Recorded information:
————
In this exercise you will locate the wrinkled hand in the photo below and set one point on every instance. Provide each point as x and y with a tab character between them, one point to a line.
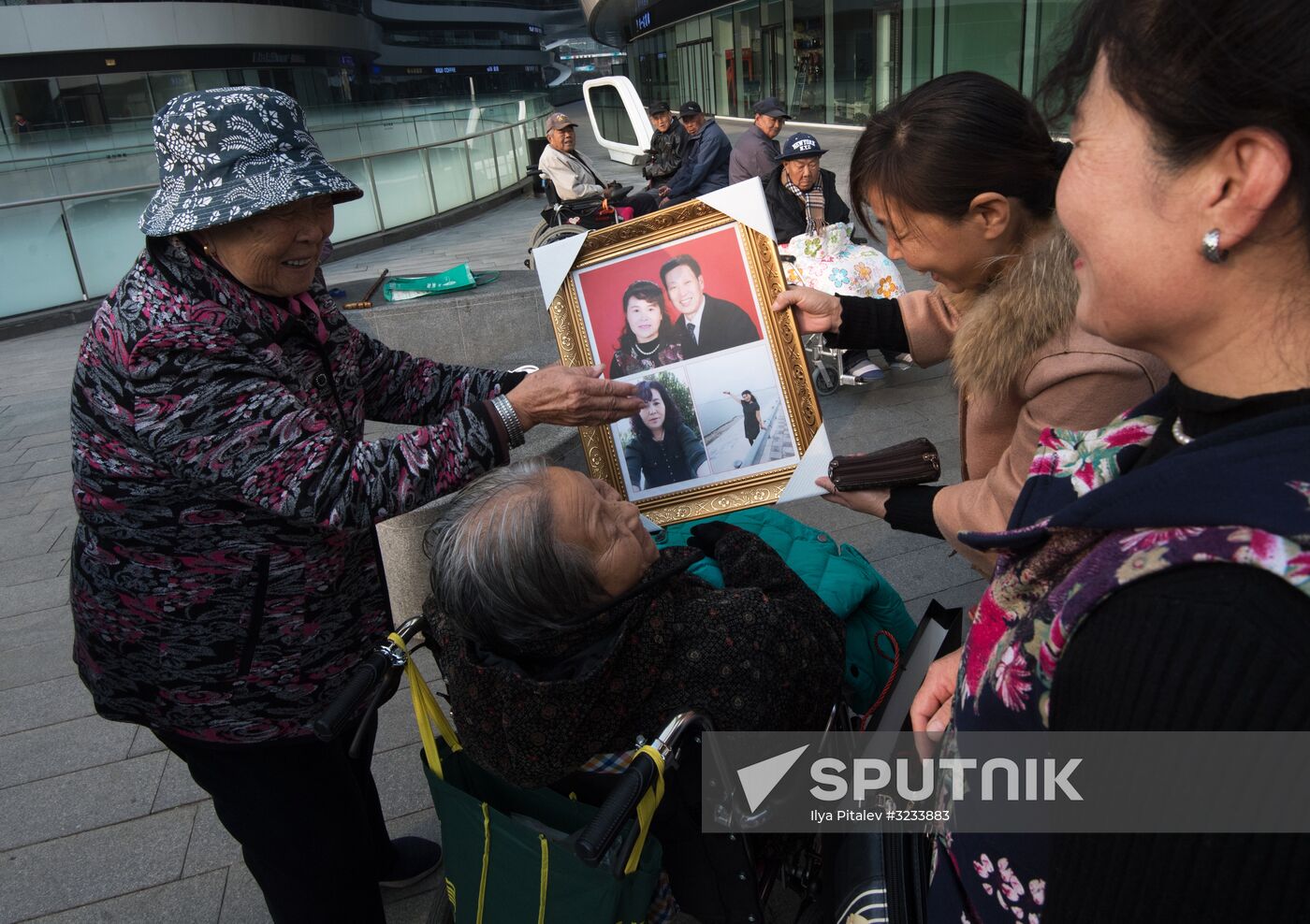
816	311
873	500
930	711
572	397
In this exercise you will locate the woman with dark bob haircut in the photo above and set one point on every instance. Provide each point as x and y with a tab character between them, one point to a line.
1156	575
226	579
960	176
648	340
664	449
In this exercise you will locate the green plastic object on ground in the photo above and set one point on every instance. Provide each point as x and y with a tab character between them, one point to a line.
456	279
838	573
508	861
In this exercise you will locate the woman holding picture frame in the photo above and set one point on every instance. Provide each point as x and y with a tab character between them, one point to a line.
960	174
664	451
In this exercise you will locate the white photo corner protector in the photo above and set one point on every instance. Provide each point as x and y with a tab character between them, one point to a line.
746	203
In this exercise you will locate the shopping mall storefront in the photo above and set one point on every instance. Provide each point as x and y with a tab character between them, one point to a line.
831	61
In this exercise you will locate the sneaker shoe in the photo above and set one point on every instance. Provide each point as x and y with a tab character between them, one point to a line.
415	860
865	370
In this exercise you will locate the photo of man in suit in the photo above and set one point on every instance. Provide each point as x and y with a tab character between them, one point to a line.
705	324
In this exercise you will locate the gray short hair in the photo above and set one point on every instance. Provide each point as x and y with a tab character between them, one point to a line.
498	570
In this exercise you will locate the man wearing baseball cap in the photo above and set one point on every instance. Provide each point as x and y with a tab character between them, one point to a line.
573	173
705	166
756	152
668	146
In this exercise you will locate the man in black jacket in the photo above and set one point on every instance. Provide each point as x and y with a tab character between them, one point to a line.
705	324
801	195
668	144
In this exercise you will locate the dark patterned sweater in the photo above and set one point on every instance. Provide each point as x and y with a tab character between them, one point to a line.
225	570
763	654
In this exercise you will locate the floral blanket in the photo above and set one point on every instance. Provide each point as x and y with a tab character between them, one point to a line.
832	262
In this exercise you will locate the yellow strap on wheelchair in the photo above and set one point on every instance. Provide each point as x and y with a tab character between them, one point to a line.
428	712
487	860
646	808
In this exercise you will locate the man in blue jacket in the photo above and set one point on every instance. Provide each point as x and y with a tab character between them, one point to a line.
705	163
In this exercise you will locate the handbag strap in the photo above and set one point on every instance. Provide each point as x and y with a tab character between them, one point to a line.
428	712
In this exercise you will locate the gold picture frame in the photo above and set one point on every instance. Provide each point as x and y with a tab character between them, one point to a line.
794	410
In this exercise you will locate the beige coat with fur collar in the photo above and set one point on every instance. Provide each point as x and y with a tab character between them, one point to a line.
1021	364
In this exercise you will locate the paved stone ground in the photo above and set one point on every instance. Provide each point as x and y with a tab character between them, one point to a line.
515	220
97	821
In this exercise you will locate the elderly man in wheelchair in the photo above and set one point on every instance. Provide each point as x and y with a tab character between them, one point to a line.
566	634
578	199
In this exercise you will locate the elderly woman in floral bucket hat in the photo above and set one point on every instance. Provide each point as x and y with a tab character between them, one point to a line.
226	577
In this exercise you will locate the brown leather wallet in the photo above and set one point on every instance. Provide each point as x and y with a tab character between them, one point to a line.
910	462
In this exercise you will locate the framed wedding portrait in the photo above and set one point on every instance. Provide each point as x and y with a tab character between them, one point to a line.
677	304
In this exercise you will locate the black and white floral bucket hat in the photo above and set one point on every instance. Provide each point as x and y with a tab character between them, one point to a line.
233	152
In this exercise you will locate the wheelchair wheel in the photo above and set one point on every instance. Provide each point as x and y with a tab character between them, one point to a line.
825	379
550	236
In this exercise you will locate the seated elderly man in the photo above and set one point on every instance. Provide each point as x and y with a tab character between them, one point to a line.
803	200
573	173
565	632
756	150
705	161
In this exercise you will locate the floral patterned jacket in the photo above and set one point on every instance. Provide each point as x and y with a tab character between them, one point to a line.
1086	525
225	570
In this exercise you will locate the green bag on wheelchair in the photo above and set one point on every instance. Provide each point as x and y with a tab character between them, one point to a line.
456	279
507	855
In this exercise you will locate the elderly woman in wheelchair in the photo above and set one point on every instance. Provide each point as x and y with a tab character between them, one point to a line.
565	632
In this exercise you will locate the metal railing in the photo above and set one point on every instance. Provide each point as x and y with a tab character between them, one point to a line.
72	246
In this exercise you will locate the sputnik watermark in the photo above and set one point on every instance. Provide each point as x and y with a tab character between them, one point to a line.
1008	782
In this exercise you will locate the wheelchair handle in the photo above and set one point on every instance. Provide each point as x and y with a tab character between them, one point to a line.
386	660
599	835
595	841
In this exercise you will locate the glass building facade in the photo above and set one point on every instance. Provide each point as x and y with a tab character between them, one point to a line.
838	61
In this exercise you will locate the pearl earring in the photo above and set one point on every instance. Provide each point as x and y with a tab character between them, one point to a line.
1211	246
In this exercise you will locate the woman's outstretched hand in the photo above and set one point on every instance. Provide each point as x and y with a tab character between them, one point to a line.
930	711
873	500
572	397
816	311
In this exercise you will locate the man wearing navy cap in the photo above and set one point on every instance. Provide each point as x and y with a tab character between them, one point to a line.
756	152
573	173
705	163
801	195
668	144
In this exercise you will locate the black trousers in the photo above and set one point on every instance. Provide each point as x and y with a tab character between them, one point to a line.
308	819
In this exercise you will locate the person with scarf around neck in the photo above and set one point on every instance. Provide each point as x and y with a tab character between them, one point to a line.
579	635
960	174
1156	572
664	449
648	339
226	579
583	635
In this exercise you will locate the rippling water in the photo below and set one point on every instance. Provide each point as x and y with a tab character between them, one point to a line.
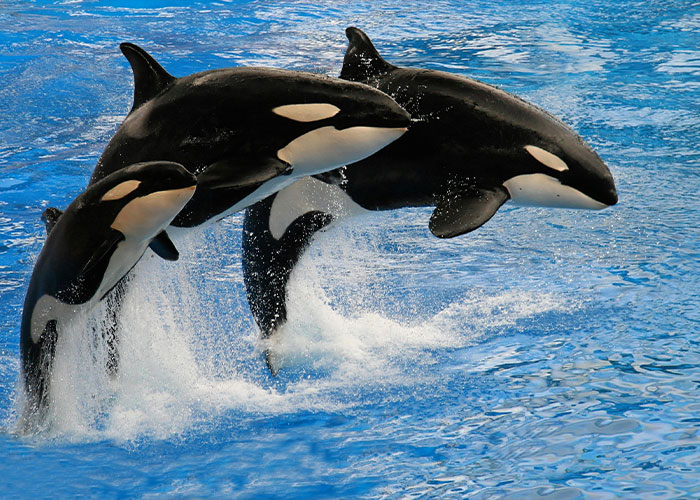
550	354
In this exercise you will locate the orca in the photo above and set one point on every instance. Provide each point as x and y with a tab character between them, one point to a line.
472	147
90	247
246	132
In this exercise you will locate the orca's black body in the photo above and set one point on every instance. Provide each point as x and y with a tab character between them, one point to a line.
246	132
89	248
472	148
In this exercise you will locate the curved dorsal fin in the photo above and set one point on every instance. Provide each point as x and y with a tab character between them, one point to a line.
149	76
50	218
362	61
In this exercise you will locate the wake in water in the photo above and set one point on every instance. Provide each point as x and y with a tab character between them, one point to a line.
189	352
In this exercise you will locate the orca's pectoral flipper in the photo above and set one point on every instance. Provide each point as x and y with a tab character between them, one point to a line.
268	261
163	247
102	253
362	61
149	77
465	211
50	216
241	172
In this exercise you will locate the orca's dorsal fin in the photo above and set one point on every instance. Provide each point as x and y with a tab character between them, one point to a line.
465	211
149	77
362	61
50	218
————
Aim of the exercise: Set down all the entries above verbatim, and include none of the pictures.

Response to this exercise:
In this exercise you will locate the wrinkled hand in the photo below and set one point on every instance. Provide each point as x and y with a tab character between them, one point to a line.
816	311
873	500
930	711
572	397
In this exercise you will locate the woman with dark bob haircut in the photo above and set one point on every instance. Provide each point as x and y with a tab character between them, one point to a line.
1156	575
226	579
960	176
648	340
664	449
In this exercise you will locate the green plastic object on ground in the photo above and set one point on every instance. Provide each point as x and y with a tab character between them, one point to a line.
456	279
838	573
508	861
In this exercise you will locate the woman holding picture frame in the photo above and set one point on every instance. Provide each point as x and y with a tab character between them, one point to a line.
960	174
664	451
In this exercise you will locate the white photo corner protector in the photo above and set one point on every instance. Provide each point as x and y with a tab character between them, one point to a line.
746	203
In this exercise you will locate the shopping mall storefront in the photo above and set one point on every instance. Provide each point as x and y with a tab character between them, one point to a line.
831	61
In this exercise you will locate the sneaker shoe in the photo above and set one point on every instance. Provide each point as x and y with a tab character between them, one point to a line.
415	860
865	370
In this exercise you will locate the photo of man in suit in the photo above and set one point on every instance. Provide each point as x and y with a tab character between them, one point to a line.
705	324
In this exercise you will locate the gray short hair in the photo above and set one point on every instance. Provide each point as x and y with a tab character between them, one point to a line.
498	570
In this exercise you will locate the man wearing baseball cap in the photo above and set one point on every instance. Provide each point as x and y with a tab character between them, one point to a line.
573	173
705	166
756	152
668	146
In this exercise you will locate the man in black jacket in the photo above and set one point on every instance. Provide each point as x and y with a tab character between them, one point to a line.
705	324
801	195
668	144
In this exercise you will locate the dark patterned sweater in the photo above and set one point on every instance. Provide each point as x and y with a tab character between them, one point to a line.
225	570
763	654
In this exercise you will locate the floral blanket in the photo above and set one point on every instance. Provide each point as x and y with a tab character between them, one point to a line.
832	262
In this exercise you will locate the yellow strap on wheelchair in the photo above and set one point on every instance. Provide each point as x and y with a tab character between them, one point to a line.
428	712
487	860
646	808
In this exercise you will locate the man in blue jacket in the photo above and set one point on every instance. Provide each point as x and y with a tab character between them, one point to a line.
705	163
In this exercise you will locate the handbag strap in the photo above and set one point on every instance. Provide each point as x and y with a tab character between them, one point to a line.
428	712
In this exercise you will locate the gold picture frame in the photo above and set one point on every instance. Provide each point as x and y with a tab character between them, one point to a line.
794	410
In this exercise you will locate the beige coat with fur collar in the photo above and set one point on every instance. Provide each point as x and y with a tab character between them, one point to a line.
1021	364
In this exercise you will locate the paved stone ground in the photo above and set one point on every instance. Provide each point as x and y with a tab character between them, one point to a line.
515	220
97	821
In this exercise you will locate the elderly man in wheelchair in the photo above and set one point on every instance. Provide each point as x and y with a tab character between them, one point to a line.
566	634
578	199
In this exercise you will locate the elderly woman in floral bucket hat in the photo above and set one point on every instance. Provide each point as x and y with a tab character between them, one point to a line.
226	577
In this exercise you will locate the brown leather wallet in the photo above and set one point on every instance. Provide each point as x and y with a tab character between them, one point to a line.
910	462
In this exercise you will locate the framed wedding portrait in the photo above and set one point on every instance. Provide each point as x and y with a tab character between them, one point to a line.
677	304
In this exercise you will locate the black and white floral bucket hat in the photo above and set one point on every instance. Provide each point as x and y with a tab character between them, one point to a line.
233	152
In this exercise you will locate the wheelchair wheel in the photo above and set one point on every instance. Provide each point as x and y with a tab character between them, one point to a line.
825	379
550	236
In this exercise you will locate the seated elderly man in the photo above and set one point on every instance. Provide each point as x and y with a tab character between them, one point to a line.
803	200
573	173
565	632
756	150
705	161
In this exercise you will locate the floral patterned jacket in the photo above and set one point on every instance. Provide each point as x and y with a tab character between them, one point to a line.
1086	525
225	570
In this exercise you will locate the green bag on wheelchair in the photo above and set one point on every instance. Provide each point as x and y with a tab character between them, one point to a line.
456	279
507	855
In this exercise you will locate the elderly woman in wheelchair in the photo above and set one point on every instance. Provide each point as x and y with a tab character between them, one point to a line.
565	632
In this exercise you will locate the metal railing in the photo above and set one point on every instance. Provide each point as x and y with a tab character between them, one point to a line.
72	246
In this exercise you will locate the sputnik watermark in the photo above and set one point on every instance. Provide each point as x and y with a tab character between them, one point to a line.
1008	782
In this exercise you will locate the wheelchair handle in the photo above and set one point on every instance. Provide each point as x and y with a tab character between them, one point to a line.
386	660
599	835
595	841
In this exercise you will locate the glass building facade in the photo above and set one point on every instance. Provide each point as x and y with a tab character between them, one point to a line.
838	61
In this exercise you will locate the pearl earring in the photo above and set one point on every instance. Provide each point as x and y with a tab character between them, one point to a line.
1211	246
In this exercise you will locate the woman's outstretched hand in the photo above and set one point on every instance. Provide each point as x and y with a tab character between them, one point to a line.
930	711
873	500
572	397
816	311
In this exercise you will locate the man wearing navy cap in the photo above and set one point on every instance. Provide each point as x and y with a tab character between them, one point to a line.
756	152
573	173
705	163
801	195
668	144
In this exercise you will locate the black trousers in the photo above and set one point on every instance. Provide each point as x and y with a tab character between them, one point to a line.
308	819
In this exercise you will locate the person with scarf around neck in the photo above and set one point on every instance. Provide each point as x and y with a tab character between them, one point to a line.
579	635
960	174
1156	572
664	449
648	339
226	579
583	635
In this exercise you will locate the rippling water in the photo below and set one point on every instance. Provide each point as x and y with a tab character between them, one point to a line.
550	354
In this exercise you will locate the orca in the photo above and set one point on every instance. Provide each point as x and y with a tab character between them, one point to a line.
472	147
90	247
246	132
In this exercise you will locate the orca's black body in the photo above and set one point on every instance. Provide each point as x and y with a tab character between them, one point to a line.
246	132
89	248
472	148
In this exercise you will locate the curved dorsal fin in the photo above and set one point on every instance. Provide each point as x and y with a tab character between them, one point to a line.
149	76
50	218
362	61
In this exercise you will locate the wake in water in the photo above and set one point on every instance. Provide each point as x and y with a tab character between them, one point to a line.
189	352
In this exercise you will locate the orca's pectoral flipper in the photo above and set one point on every instance. Provide each point as x and y with a tab character between them, one point to a line.
268	261
163	247
102	253
362	61
149	77
465	211
50	216
241	172
In this exercise you will locate the orca's dorsal fin in the photo above and set one point on every instance. Provide each point as x and y with a tab character between them, one point to a line.
465	211
149	77
362	61
50	218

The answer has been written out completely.